* [PROBLEMS AND TASKS]
A – In the passage on Zeno's arrow and Heisenberg, how many books of his Physics did Aristotle devote to the question of how the arrow can move?
B – Copy the passage on Zeno's arrow and Heisenberg word for word, beginning at the words "Heisenberg Indeterminacy" and stopping after "with that question.".

* [EXTRACT PROVIDED]
====================

Instantaneous Rest and Motion or equivalently Now and Interval

Heisenberg Indeterminacy

Aristotle invented the duality of matter and form to deal with being and becoming. This was his answer to Pamenides and Plato. How is change possible? If something is changing, then how can the thing changing -be- anything?

Zeno of Elea put forth the riddle or conundrum of the moving arrow. If at each instant of time the arrow is in a fixed place then how can it move? Aristotle dedicated two books of his -Physics- just to deal with that question.

Then there is Heisenberg and his Indeterminacy Principle. My insight of the day is that the Heisenberg Principle is a revisiting of Zeno's Arrow Paradox (so-called). Heisenberg tells us that if a point particle is HERE right NOW, we nave no way of associati9ng a definite velocity and direction to the motion of the particle. On the other hand if we know how the particle is moving, say with a definite velocity (which means definite speed and direction) how can we fix an instantaneous position to the particle. Heisenberg says (like Zeno) that we cannot. We have to settle for a somewhat fuzzy position and a somewhat fuzzy velocity with a definite bound in precision, the well know Heisenberg Relation.

====================

* [MATERIAL PROVIDED]
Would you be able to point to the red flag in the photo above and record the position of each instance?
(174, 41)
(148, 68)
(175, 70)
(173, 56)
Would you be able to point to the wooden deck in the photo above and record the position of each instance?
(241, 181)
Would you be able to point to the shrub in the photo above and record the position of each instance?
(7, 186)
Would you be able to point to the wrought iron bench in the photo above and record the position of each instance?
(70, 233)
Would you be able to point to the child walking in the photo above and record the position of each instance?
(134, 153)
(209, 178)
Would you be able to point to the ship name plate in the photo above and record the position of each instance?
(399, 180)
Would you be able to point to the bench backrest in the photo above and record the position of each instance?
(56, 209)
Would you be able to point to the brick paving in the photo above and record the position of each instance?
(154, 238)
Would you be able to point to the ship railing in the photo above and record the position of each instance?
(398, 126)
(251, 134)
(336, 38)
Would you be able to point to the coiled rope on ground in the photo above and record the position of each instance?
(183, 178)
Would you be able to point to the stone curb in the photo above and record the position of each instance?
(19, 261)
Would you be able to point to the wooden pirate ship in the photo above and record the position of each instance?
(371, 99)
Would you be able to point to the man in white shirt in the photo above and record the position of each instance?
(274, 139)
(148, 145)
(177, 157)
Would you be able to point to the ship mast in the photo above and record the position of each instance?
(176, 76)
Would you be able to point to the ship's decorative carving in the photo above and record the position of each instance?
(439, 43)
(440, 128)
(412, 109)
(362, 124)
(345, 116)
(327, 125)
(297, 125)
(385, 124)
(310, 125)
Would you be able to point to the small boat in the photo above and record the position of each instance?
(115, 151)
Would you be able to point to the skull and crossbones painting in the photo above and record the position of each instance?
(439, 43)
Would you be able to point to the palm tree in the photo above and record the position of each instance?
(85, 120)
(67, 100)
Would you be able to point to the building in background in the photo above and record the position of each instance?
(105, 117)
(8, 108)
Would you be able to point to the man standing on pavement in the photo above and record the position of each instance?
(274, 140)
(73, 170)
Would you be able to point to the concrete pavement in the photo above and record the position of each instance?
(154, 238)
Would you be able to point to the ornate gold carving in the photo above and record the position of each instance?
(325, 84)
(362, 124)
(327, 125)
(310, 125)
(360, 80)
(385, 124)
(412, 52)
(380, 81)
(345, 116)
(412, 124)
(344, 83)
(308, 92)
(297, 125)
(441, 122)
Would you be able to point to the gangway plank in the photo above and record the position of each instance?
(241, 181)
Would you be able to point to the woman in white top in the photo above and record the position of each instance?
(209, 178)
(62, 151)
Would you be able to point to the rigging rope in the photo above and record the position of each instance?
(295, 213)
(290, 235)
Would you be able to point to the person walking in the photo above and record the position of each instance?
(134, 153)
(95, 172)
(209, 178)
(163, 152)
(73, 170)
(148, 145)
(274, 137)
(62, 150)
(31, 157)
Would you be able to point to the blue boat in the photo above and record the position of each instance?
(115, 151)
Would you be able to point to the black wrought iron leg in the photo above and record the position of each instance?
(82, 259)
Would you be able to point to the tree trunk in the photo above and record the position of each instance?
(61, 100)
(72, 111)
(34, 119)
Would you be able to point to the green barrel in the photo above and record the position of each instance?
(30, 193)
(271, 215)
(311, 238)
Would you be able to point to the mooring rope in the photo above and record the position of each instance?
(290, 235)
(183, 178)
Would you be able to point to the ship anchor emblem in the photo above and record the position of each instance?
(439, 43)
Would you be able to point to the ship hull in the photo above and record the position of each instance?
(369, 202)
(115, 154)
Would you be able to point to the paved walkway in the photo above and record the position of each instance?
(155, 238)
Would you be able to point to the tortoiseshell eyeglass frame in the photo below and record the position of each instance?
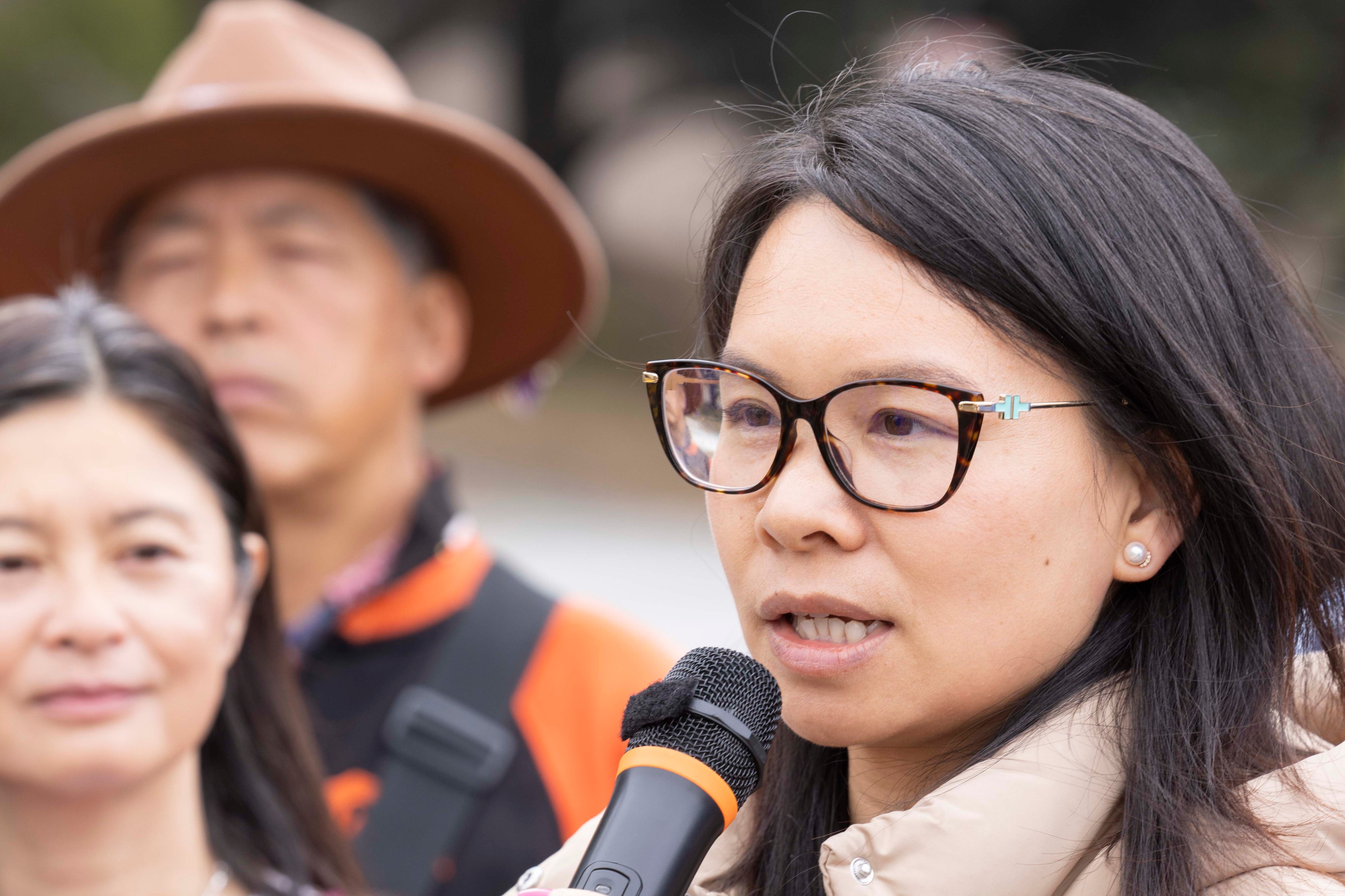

====================

* [THE RESULTS]
A – Two books.

B –
Heisenberg Indeterminacy

Aristotle invented the duality of matter and form to deal with being and becoming. This was his answer to Pamenides and Plato. How is change possible? If something is changing, then how can the thing changing -be- anything?

Zeno of Elea put forth the riddle or conundrum of the moving arrow. If at each instant of time the arrow is in a fixed place then how can it move? Aristotle dedicated two books of his -Physics- just to deal with that question.